Records from a data source
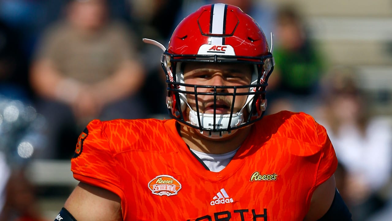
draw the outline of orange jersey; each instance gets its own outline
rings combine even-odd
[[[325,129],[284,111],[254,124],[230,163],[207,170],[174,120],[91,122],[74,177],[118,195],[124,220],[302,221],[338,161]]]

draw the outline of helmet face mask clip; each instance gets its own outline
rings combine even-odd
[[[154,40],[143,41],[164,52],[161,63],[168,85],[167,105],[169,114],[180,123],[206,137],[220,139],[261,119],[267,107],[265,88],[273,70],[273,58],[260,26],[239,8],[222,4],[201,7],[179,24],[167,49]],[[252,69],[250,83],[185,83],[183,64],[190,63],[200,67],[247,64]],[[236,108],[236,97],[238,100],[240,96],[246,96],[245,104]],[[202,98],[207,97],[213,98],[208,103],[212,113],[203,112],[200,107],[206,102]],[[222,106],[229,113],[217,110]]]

* * *

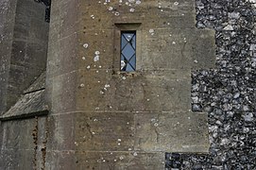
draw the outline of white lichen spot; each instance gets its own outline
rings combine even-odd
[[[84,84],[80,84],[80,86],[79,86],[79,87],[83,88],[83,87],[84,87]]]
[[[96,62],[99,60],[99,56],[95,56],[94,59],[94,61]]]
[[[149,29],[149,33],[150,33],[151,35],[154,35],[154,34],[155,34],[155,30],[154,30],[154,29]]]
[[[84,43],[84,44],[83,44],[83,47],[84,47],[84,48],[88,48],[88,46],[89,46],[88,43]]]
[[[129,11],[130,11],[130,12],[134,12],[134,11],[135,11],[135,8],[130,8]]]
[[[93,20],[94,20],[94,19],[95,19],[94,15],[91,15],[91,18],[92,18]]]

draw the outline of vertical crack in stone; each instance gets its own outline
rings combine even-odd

■ Exercise description
Report each line of the items above that contains the word "instance", copying the whole line. Matches must have the same capital and small letters.

■ Answer to the task
draw the outline of orange jersey; each instance gets its own outline
draw the outline of helmet face mask clip; each instance gets its own outline
draw the outline of white lichen spot; each instance gets its own outline
draw the outline of vertical crack in stone; each instance gets its own outline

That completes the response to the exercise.